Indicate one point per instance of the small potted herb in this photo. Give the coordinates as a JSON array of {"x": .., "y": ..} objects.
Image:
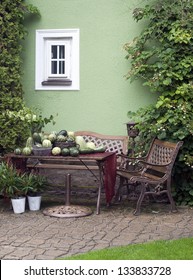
[
  {"x": 36, "y": 184},
  {"x": 12, "y": 186}
]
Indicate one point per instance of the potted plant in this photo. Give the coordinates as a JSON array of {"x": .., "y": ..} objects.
[
  {"x": 12, "y": 186},
  {"x": 35, "y": 184}
]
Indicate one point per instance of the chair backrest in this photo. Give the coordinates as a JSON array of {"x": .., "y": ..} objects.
[
  {"x": 117, "y": 144},
  {"x": 162, "y": 153}
]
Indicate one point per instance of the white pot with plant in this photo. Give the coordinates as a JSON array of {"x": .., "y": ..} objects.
[
  {"x": 35, "y": 184},
  {"x": 12, "y": 186}
]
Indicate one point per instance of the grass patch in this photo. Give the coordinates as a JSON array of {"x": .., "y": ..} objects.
[{"x": 181, "y": 249}]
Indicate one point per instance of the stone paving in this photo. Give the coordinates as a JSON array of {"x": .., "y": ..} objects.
[{"x": 32, "y": 235}]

───

- _Job_
Rewrite all the entries above, each request included, with 149 added to every x and y coordinate in the answers. Leave out the pictures.

- _Answer to this exercise_
Indicate one point per instance of the small potted herb in this photo. Give the coordinates as a JSON array of {"x": .., "y": ..} objects.
Image:
[
  {"x": 185, "y": 333},
  {"x": 161, "y": 335}
]
Indicate one point per instance of the potted plant in this photo. Give the coordinates as a JSON array of {"x": .., "y": ..} objects.
[
  {"x": 161, "y": 335},
  {"x": 184, "y": 333}
]
Indicate one point per instance of the chair backrest in this photo. Give the coordinates as a JSON array of {"x": .., "y": ..} objects.
[
  {"x": 266, "y": 293},
  {"x": 311, "y": 302}
]
Indicate one point per instance of the white pot with plant in this photo. Give the coordinates as a JSON array of {"x": .., "y": ..} objects.
[
  {"x": 184, "y": 333},
  {"x": 161, "y": 335}
]
Indicate one point per instance of the grass patch in this photo. Give the coordinates as a JSON array of {"x": .., "y": ..} objects.
[{"x": 330, "y": 398}]
Indicate one point per instance of the stone paving in this photo. Give the coordinates as a JSON array of {"x": .., "y": ..} objects.
[{"x": 181, "y": 384}]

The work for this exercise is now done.